There was really only one explanation that made any sense to me: occasionally one of the connected clients would not properly disconnect, maybe on a mobile connection, and then that connection would time out after a while. So far so good. But why would that hold up other clients? Could it be that Concurrent.broadcast really came to a complete halt when any one of the attached Enumeratee / Iteratee chains took longer than usual? Turns out the answer is yes, unless extra steps are taken. Let‘s look at a simple example. I recommend you fire up the Play / Scala REPL using play console and copy & paste the code below:

import play.api.libs.iteratee.{Concurrent, Enumeratee, Iteratee}

val (out, channel) = Concurrent.broadcast[Int]
val iteratee1 = Iteratee.foreach[Int] { 
  i => if (i % 10 == 0) { Thread.sleep(5000) }; println("iteratee1: " + i) }
out |>> iteratee1

val iteratee2 = Iteratee.foreach[Int] { i => println("iteratee2: " + i) }
out |>> iteratee2

for (x <- 1 to 50) { channel.push(x) }

Above we create Enumerator and Channel through Concurrent.broadcast and attach two Iteratees, one of which occasionally puts its thread to sleep for 5 seconds. It holds up the other attached Iteratee as well. That's not what I need here. How can we overcome this? By inserting a buffering Enumeratee:

import play.api.libs.iteratee.{Concurrent, Enumeratee, Iteratee}

val (out, channel) = Concurrent.broadcast[Int]

val iteratee1 = Iteratee.foreach[Int] { 
  i => if (i % 10 == 0) { Thread.sleep(5000) }; println("iteratee1: " + i) }
out &> Concurrent.buffer(100) |>> iteratee1

val iteratee2 = Iteratee.foreach[Int] { i => println("iteratee2: " + i) }
out &> Concurrent.buffer(100) |>> iteratee2

for (x <- 1 to 50) { channel.push(x) }

Now the application behaves more like I would expect; individual Iteratees do not hold up everything any longer. Instead the buffering Enumeratee receives the messages, buffers them and frees up Concurrent.broadcast to call the next Iteratee with the current message. The buffer also drops messages when it is full.

▶ Data supplied
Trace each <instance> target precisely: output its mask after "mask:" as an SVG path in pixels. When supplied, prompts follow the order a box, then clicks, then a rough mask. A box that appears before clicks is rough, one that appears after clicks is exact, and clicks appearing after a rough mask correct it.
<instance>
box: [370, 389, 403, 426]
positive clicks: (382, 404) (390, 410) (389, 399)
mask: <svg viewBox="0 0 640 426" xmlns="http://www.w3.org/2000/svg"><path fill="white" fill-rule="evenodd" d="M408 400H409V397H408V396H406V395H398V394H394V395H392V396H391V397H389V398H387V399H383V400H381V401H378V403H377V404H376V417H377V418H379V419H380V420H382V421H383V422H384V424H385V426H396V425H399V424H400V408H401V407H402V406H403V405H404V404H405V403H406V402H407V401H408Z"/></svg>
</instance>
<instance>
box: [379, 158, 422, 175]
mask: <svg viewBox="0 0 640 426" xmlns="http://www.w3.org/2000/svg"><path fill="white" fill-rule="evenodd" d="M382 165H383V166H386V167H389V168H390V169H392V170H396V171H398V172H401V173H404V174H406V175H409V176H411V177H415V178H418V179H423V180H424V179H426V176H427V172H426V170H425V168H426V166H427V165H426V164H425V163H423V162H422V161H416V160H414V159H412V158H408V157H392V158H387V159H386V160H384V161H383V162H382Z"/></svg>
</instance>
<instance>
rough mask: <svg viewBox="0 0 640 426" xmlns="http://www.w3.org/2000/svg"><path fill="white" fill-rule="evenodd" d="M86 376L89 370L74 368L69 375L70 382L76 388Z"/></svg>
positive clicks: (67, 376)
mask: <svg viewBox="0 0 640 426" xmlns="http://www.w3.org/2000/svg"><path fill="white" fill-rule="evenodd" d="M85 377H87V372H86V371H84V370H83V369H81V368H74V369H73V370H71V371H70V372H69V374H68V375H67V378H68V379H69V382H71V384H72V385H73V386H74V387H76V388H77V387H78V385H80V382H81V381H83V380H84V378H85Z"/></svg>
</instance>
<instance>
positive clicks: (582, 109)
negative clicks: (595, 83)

▶ Requirement A
Rewrite the part of the Concurrent.broadcast text starting at "Now the application" and ending at "it is full.", replacing "messages" with "events".
▶ Requirement B
Write the next part of the Concurrent.broadcast text, picking up after its final sentence.
Nothing in the listing is needed here.

▶ Response box A
Now the application behaves more like I would expect; individual Iteratees do not hold up everything any longer. Instead the buffering Enumeratee receives the events, buffers them and frees up Concurrent.broadcast to call the next Iteratee with the current message. The buffer also drops events when it is full.

▶ Response box B
Now after adding the buffering Enumeratee to the chat application, everything works just fine, as long as the individual buffers are large enough.

{% codeblock Chat Controller lang:scala https://github.com/matthiasn/sse-chat/blob/678a02671a63fc50dc0da34ffe452b4f472e972e/app/controllers/ChatApplication.scala ChatApplication.scala %}

/** Controller action serving activity based on room */
def chatFeed(room: String) = Action { 
  Ok.stream(chatOut &> filter(room) 
    &> Concurrent.buffer(20) 
    &> EventSource()).as("text/event-stream") 
}

How can I handle a problem like this better the next time?

Unit testing would hardly have helped here, unless we tested for the scenario of an incorrectly closed the WS connection. Better knowledge about the timing of events through better logging would have helped immensely, though. Logging to files is not extremely useful when trying to find anomalies like the aforementioned timeouts and spikes directly thereafter; at least my eyes are not good at detecting this in plain text.

What I would like to have instead is a fully searchable log in a webclient. I am thinking about something like Kibana 3. With graphs as shown in the demo, the problem would have been immediately obvious. Long streaks of smooth delivery and then all of a sudden no messages dispatched to clients for two minutes and then the system catching up with a big spike.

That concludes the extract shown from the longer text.